◆ **Task details**:
Repeat each entry below exactly as it stands.

Source data:
::::::::::

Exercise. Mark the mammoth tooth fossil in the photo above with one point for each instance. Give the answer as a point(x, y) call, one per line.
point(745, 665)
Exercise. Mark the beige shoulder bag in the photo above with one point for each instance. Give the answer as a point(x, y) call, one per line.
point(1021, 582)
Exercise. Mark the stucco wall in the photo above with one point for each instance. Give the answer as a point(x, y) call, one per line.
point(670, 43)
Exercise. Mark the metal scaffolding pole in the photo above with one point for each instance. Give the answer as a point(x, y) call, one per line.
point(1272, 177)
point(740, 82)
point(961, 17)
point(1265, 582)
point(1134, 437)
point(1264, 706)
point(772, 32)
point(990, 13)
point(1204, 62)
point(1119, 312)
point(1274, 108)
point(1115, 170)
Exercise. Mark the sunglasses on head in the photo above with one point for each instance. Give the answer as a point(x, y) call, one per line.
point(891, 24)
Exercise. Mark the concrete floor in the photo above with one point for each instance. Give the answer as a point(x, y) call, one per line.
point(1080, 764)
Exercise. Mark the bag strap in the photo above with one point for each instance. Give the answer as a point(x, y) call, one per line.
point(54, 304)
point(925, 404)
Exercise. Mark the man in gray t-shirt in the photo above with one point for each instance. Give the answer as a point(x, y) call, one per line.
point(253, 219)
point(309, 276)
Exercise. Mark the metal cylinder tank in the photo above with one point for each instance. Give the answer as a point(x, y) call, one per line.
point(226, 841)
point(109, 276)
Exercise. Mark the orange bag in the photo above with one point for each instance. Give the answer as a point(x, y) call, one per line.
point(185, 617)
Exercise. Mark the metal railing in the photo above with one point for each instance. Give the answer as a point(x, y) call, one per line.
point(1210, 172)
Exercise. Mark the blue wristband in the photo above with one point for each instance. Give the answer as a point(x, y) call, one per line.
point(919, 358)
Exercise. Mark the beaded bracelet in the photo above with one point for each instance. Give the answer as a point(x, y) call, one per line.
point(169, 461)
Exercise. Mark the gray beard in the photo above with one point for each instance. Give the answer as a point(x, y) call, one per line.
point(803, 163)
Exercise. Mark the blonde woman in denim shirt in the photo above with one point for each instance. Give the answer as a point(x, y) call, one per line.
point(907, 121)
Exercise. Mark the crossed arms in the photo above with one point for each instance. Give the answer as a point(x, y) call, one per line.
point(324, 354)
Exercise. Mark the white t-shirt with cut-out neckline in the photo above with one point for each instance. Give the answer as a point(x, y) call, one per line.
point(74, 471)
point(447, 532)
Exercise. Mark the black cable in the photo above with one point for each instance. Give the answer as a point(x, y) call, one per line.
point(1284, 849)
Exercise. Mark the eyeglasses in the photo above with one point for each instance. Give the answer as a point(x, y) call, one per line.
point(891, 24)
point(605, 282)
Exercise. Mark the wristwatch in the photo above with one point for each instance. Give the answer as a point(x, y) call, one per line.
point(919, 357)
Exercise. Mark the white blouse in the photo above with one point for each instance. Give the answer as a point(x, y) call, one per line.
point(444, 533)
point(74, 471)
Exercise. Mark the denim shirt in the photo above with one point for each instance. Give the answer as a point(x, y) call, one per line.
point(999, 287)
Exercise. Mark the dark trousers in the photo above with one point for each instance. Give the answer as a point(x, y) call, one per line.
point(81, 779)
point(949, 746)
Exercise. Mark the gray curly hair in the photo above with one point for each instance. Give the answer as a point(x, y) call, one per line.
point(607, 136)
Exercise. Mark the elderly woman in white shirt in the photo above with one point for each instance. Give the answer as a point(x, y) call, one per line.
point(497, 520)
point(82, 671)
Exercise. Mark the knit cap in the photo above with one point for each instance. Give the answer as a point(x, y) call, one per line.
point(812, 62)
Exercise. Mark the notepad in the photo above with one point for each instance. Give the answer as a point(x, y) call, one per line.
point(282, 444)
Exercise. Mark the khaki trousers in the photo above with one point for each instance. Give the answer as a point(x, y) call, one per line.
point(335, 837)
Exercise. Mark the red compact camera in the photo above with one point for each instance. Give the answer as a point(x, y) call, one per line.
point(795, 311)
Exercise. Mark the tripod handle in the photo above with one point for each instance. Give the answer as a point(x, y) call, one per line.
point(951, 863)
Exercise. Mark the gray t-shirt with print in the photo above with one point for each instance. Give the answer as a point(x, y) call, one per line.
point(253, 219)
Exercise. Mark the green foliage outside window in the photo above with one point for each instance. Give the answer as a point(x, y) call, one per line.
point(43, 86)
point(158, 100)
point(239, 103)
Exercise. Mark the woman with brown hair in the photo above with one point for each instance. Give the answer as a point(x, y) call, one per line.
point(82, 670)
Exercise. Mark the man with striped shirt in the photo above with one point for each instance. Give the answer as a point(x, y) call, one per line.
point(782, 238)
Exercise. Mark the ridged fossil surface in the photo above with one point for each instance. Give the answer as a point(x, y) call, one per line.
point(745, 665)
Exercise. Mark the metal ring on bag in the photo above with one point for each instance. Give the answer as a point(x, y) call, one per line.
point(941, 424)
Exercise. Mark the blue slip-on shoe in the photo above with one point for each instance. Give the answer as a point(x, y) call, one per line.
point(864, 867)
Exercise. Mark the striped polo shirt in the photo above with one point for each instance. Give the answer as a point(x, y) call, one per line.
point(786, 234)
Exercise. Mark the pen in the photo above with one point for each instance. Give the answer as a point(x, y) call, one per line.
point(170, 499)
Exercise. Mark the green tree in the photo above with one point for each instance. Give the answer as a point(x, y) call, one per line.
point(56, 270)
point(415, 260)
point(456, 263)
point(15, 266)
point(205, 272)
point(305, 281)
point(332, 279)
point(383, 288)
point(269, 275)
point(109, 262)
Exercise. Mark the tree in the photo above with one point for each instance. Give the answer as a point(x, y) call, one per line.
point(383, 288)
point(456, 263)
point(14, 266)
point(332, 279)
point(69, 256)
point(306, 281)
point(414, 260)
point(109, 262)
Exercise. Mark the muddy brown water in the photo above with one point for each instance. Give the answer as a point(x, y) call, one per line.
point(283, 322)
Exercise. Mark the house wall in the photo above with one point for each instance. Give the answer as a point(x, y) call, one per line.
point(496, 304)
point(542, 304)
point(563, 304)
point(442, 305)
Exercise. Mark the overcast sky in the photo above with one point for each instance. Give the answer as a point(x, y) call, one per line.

::::::::::

◆ **Final answer**:
Exercise. Mark the mammoth tooth fossil in the photo above with one point for each instance. Give the answer as a point(x, y) call, one per line.
point(745, 665)
Exercise. Mark the beige shoulder bag in the photo above with one point for each instance. Give the answer as a point(x, y) call, one per line.
point(1021, 582)
Exercise. Mark the stucco wall in the photo above with one point for each instance. Give the answer as a point(x, y) call, one per line.
point(670, 43)
Exercise. Mark the metal scaffolding pole in the photo above with one point for each instance. Give the answer as a point(x, y) call, one per line.
point(1272, 177)
point(740, 82)
point(961, 17)
point(1265, 582)
point(1134, 437)
point(1264, 706)
point(772, 32)
point(990, 13)
point(1204, 62)
point(1119, 312)
point(1274, 108)
point(1115, 170)
Exercise. Mark the sunglasses on head in the photo above with one point for each instance. Give the answer as a point(x, y) call, one per line.
point(891, 24)
Exercise. Mark the concrete floor in the photo above with one point for each instance. Give the answer as a point(x, y) call, one per line.
point(1080, 764)
Exercise. Mark the bag strap in the photo above with one point for each instance. Give the answer as a point(x, y) call, one per line.
point(54, 304)
point(925, 404)
Exercise. Mark the man in gray t-shirt in the photo above with one point for each instance. Give the answer as a point(x, y) call, one per line.
point(253, 219)
point(309, 276)
Exercise. Mark the metal cylinder tank in the photo above with one point for each instance. Give the answer as a point(x, y) call, one per line.
point(226, 841)
point(109, 276)
Exercise. Mark the orange bag in the photo above with one point for each instance. Give the answer as a point(x, y) call, one per line.
point(185, 617)
Exercise. Mark the metal railing in the photo above with one point for each instance. Give the answer as a point(x, y) call, one per line.
point(1210, 172)
Exercise. Mark the blue wristband in the photo above with one point for each instance. Give the answer as a point(x, y) call, one per line.
point(919, 358)
Exercise. Mark the beaded bracelet in the photo above with one point for each instance. Give the answer as a point(x, y) call, one per line.
point(169, 461)
Exercise. Mark the gray beard in the photo above with one point for each instance. Give the answer as a point(x, y) call, one per line.
point(803, 163)
Exercise. Mark the blonde woman in denim shirt in the photo above with one point for each instance. Give the answer as a point(x, y) call, one per line.
point(907, 121)
Exercise. Mark the crossed arms in the photo above with one point for each instance. Give the answer as a point(x, y) call, one per line.
point(324, 354)
Exercise. Mark the white t-shirt with cut-out neckline in the photo above with one point for each instance. Give the answer as a point(x, y) call, one per line.
point(74, 471)
point(447, 532)
Exercise. Mark the black cable in the photo above with one point for each instance. Give the answer as a point(x, y) call, one per line.
point(1284, 849)
Exercise. Mark the eyeglasses in the photo above with one point for each instance. Give the answer as a point(x, y) call, one per line.
point(891, 24)
point(605, 282)
Exercise. Mark the wristwatch in the photo above with one point for each instance. Give the answer as a point(x, y) call, one per line.
point(919, 357)
Exercise. Mark the white blouse in the photo above with one point for each instance. Give the answer as a point(x, y) call, one per line.
point(444, 533)
point(74, 471)
Exercise. Mark the denim shirt in the photo above with one point for each instance. Give the answer as a point(x, y) call, one per line.
point(999, 287)
Exercise. Mark the dark trousers in the photo above with one point for each instance. Give the answer as a point(x, y) call, one per line.
point(81, 779)
point(949, 746)
Exercise. Mark the gray curly hair in the photo above with one point for each instance. Give the answer as a point(x, y) call, one per line.
point(607, 136)
Exercise. Mark the elderly woman in white shirt in the photo above with one point for each instance. Give the answer as a point(x, y) call, one per line.
point(497, 520)
point(82, 671)
Exercise. Mark the knit cap in the photo above with one point for each instance. Give the answer as a point(x, y) call, one per line.
point(812, 62)
Exercise. Mark the notepad in the photo above with one point for each instance. Give the answer as a point(x, y) call, one per line.
point(282, 444)
Exercise. Mark the khaki trousers in the photo above with one point for each instance. Give the answer as a point(x, y) call, one per line.
point(335, 837)
Exercise. Mark the red compact camera in the photo above with one point for each instance. Give the answer as a point(x, y) call, one per line.
point(795, 311)
Exercise. Mark the tripod handle in the photo above with one point for each instance. Give the answer as a point(x, y) call, one per line.
point(951, 863)
Exercise. Mark the gray t-shirt with print in the photo above with one point for each instance. Give the answer as a point(x, y) call, one per line.
point(253, 219)
Exercise. Mark the green foliage outside window in the photo above with one point for each instance. Give the answer as a point(x, y) call, one per line.
point(43, 86)
point(158, 100)
point(239, 103)
Exercise. Mark the woman with brown hair in the photo above with one point for each instance. Give the answer as a point(x, y) call, one per line.
point(82, 670)
Exercise. Mark the man with striped shirt in the photo above with one point for each instance. Give the answer as a point(x, y) call, one per line.
point(782, 238)
Exercise. Mark the ridged fossil surface in the photo above with one point for each instance. Give the answer as a point(x, y) call, one per line.
point(745, 665)
Exercise. Mark the metal ring on bag in the photo above with one point for each instance. Give the answer as a point(x, y) call, one per line.
point(941, 424)
Exercise. Mark the blue slip-on shoe in the photo above with one point for each instance. Give the answer as a point(x, y) call, one per line.
point(864, 867)
Exercise. Mark the striped polo shirt in the photo above with one point for each instance. Give the answer as a point(x, y) call, one per line.
point(786, 234)
Exercise. Mark the pen in the photo above with one point for each instance. Give the answer as a point(x, y) call, one per line.
point(170, 499)
Exercise. Mark the green tree in the photo above with one point for each instance. Give the answer as a point(x, y) call, one per line.
point(56, 270)
point(415, 260)
point(456, 263)
point(15, 266)
point(205, 272)
point(305, 281)
point(332, 279)
point(383, 288)
point(269, 275)
point(109, 262)
Exercise. Mark the tree in the photo above with one point for each instance. Give the answer as a point(x, y) call, one per line.
point(383, 288)
point(456, 263)
point(14, 266)
point(332, 279)
point(69, 256)
point(306, 281)
point(414, 260)
point(109, 262)
Exercise. Mark the muddy brown water in the photo above with one point for each instance. Give the answer as a point(x, y) call, one per line.
point(283, 322)
Exercise. Mark the house wall in the photo above with one point for each instance. Give the answer as a point(x, y) call, one per line.
point(496, 304)
point(542, 304)
point(563, 304)
point(442, 305)
Exercise. Mark the overcast sky in the photo above with one point for each instance. Give the answer as a point(x, y) call, one per line.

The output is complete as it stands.